# Brief A:
Copy every line of the records below that contains the word "grey", matching its case exactly.

1. Keep up to date with each state’s tax requirements
Businesses need to keep up to speed on all the changes made by states and municipalities each year. These changes include rate increases/decreases as well as new sales taxes added to jurisdictions and boundary changes.

2. Establish processes for water tight record keeping
The best way to stay compliant is to keep up to date on filing sales tax returns and payments (quarterly or monthly, depending on the state’s requirements) and keep accurate and detailed sales records.

What records do businesses need to keep?

  • Sales invoices
  • Paid bills
  • Contracts
  • Purchase orders
  • Register tapes
  • Bank statements
  • Cancelled cheques and similar original documents
  • Depreciation schedules and other fixed asset records
  • Documents supporting tax-exempt sales, such as resale and other exemption certificates
  • Freight bills indicating shipments to addresses across states

If this sounds long or complicated, unfortunately it is!

Keeping records and preparing and filing sales tax returns can be a major headache, particularly for small businesses. Tax automation can help reduce this tedious, labour intensive task and can save money in the long run.

# Input rows:
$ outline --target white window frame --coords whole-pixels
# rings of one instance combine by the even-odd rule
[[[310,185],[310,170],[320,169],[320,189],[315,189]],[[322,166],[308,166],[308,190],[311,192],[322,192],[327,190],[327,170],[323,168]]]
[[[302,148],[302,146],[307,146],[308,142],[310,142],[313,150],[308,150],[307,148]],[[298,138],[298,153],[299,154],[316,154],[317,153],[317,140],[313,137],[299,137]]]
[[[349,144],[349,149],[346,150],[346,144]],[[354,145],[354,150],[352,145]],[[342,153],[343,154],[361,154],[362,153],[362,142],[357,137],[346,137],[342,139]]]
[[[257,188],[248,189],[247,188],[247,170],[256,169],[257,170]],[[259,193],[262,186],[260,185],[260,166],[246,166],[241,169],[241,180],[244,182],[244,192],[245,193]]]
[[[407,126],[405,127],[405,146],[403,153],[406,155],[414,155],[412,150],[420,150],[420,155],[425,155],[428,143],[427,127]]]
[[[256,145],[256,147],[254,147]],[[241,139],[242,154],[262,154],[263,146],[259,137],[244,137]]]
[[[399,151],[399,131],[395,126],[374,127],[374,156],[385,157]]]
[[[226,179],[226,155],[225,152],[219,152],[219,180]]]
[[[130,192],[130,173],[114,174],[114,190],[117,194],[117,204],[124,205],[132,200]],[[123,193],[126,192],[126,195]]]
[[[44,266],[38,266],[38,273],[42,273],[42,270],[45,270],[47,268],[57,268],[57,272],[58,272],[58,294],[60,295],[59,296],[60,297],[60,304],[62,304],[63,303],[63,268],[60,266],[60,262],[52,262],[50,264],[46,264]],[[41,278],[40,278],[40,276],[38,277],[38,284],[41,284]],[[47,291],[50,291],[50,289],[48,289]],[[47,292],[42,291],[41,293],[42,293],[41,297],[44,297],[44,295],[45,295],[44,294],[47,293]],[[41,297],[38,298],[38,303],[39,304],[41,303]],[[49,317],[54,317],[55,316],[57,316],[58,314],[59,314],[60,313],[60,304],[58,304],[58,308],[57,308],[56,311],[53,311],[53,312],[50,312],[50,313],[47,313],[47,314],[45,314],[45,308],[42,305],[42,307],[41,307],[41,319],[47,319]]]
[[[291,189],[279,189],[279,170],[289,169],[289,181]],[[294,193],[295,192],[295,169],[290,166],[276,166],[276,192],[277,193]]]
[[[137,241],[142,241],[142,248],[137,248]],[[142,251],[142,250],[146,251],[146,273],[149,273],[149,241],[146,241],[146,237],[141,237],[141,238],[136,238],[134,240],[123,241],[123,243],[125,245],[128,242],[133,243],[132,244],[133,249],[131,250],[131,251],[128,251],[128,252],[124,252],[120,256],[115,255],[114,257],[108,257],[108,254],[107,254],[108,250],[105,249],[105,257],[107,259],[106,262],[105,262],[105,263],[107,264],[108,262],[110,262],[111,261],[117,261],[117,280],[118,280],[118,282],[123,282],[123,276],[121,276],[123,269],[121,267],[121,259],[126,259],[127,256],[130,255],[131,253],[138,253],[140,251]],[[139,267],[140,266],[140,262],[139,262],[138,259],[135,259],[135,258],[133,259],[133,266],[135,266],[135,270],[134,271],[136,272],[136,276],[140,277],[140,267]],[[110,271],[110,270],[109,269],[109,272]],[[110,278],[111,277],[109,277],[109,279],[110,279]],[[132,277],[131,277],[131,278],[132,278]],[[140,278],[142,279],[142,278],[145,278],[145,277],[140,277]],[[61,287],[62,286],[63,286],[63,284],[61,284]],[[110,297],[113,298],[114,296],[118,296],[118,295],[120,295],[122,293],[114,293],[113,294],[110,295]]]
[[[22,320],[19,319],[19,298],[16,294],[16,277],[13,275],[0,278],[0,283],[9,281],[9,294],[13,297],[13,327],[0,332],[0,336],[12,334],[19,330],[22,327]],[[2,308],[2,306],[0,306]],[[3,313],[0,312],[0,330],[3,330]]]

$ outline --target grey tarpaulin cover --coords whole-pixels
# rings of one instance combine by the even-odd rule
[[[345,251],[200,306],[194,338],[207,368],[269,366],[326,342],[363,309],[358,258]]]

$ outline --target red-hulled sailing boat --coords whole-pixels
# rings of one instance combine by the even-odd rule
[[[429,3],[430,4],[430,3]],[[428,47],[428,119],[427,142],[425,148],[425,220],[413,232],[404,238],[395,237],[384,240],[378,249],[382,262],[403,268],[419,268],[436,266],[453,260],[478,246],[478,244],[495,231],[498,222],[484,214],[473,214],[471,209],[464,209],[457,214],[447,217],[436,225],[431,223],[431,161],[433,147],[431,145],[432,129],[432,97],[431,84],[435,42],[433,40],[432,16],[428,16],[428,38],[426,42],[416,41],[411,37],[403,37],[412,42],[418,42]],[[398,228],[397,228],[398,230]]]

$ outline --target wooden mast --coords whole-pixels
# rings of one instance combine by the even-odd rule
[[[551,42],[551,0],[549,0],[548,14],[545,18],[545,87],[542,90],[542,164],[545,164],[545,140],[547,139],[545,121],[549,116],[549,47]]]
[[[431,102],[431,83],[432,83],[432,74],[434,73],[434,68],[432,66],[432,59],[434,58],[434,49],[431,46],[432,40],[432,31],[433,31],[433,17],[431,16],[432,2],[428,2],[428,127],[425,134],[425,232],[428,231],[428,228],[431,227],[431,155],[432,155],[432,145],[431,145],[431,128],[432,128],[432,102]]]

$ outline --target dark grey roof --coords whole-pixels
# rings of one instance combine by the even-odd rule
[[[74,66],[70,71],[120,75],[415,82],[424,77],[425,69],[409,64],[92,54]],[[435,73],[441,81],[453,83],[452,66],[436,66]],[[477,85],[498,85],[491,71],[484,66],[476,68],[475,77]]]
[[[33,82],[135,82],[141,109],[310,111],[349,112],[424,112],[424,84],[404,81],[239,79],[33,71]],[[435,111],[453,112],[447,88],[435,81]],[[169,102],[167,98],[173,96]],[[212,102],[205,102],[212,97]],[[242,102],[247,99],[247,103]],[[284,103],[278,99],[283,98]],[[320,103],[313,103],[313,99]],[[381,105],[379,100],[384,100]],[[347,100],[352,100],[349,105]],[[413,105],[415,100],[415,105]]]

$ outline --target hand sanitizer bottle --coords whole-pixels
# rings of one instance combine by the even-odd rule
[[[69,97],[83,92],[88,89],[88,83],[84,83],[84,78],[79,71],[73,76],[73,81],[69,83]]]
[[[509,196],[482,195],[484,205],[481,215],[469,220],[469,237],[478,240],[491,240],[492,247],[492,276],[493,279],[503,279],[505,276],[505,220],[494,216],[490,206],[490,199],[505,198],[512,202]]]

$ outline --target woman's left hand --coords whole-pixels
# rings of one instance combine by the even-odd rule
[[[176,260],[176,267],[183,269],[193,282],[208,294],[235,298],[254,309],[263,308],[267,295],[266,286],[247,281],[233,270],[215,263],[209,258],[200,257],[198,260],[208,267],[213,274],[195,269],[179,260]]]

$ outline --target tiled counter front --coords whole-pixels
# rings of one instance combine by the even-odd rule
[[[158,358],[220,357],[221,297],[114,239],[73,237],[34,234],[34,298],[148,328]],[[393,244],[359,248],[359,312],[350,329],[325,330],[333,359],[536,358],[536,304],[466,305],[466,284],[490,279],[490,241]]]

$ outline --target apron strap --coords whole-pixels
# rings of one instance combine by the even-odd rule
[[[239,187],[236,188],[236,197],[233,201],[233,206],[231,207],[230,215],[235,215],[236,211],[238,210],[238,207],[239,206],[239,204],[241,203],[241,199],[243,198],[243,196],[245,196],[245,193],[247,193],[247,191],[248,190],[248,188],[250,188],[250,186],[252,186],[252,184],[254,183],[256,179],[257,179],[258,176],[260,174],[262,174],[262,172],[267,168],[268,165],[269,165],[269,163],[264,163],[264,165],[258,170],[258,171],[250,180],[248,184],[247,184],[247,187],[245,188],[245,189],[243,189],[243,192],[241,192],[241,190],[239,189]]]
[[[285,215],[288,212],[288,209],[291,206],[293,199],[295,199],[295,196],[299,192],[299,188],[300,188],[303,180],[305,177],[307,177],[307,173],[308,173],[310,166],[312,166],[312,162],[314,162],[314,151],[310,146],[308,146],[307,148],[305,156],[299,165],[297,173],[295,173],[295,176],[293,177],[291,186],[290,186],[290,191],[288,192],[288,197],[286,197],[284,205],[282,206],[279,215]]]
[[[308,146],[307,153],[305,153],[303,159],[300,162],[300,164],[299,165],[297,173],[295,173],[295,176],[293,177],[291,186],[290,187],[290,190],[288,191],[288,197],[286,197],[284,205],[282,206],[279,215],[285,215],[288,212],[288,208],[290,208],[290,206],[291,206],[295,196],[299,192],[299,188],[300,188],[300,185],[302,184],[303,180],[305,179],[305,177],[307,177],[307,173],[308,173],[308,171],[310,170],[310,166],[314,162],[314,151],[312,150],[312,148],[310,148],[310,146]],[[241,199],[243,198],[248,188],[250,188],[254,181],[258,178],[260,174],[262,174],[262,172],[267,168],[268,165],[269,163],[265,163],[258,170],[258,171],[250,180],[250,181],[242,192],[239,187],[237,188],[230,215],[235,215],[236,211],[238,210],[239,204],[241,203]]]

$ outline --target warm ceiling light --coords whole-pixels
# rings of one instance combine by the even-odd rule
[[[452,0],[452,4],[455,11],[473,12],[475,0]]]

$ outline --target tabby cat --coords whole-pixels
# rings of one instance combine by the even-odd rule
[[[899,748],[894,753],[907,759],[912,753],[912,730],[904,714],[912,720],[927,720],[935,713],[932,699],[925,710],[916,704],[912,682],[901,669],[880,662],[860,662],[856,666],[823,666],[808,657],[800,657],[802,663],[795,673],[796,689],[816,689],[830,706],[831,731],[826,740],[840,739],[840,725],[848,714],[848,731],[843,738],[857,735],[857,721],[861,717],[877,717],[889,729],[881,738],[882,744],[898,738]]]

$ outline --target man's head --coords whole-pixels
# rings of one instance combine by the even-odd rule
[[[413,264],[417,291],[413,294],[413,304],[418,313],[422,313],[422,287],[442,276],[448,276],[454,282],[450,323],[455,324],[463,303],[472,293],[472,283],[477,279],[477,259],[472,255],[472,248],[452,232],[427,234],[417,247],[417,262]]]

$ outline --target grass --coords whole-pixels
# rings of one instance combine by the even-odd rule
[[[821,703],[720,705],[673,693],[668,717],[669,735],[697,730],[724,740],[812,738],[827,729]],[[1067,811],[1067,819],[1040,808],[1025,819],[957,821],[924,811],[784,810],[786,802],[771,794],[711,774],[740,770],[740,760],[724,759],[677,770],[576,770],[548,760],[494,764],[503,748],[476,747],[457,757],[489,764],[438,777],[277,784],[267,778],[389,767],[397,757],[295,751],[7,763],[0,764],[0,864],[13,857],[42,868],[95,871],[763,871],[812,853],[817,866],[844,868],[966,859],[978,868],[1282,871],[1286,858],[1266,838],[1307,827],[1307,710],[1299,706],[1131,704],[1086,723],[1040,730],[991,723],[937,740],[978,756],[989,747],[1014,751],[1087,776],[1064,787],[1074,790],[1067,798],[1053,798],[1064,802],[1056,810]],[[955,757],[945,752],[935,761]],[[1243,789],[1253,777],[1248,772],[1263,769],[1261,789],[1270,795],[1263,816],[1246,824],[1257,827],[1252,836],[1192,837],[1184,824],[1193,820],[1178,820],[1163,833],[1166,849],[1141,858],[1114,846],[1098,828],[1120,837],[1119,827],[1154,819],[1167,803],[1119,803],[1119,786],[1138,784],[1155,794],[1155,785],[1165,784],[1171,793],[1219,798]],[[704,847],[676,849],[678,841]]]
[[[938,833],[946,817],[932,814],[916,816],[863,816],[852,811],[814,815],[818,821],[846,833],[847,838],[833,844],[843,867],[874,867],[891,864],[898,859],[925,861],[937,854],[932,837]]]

# Brief B:
Rewrite the sales tax text above from "1. Keep up to" to "need to keep?", putting "in compliance" in place of "compliant".

# Right answer A:
$ outline --target grey tarpaulin cover --coords whole-pixels
$ outline --target dark grey roof --coords whole-pixels

# Right answer B:
1. Keep up to date with each state’s tax requirements
Businesses need to keep up to speed on all the changes made by states and municipalities each year. These changes include rate increases/decreases as well as new sales taxes added to jurisdictions and boundary changes.

2. Establish processes for water tight record keeping
The best way to stay in compliance is to keep up to date on filing sales tax returns and payments (quarterly or monthly, depending on the state’s requirements) and keep accurate and detailed sales records.

What records do businesses need to keep?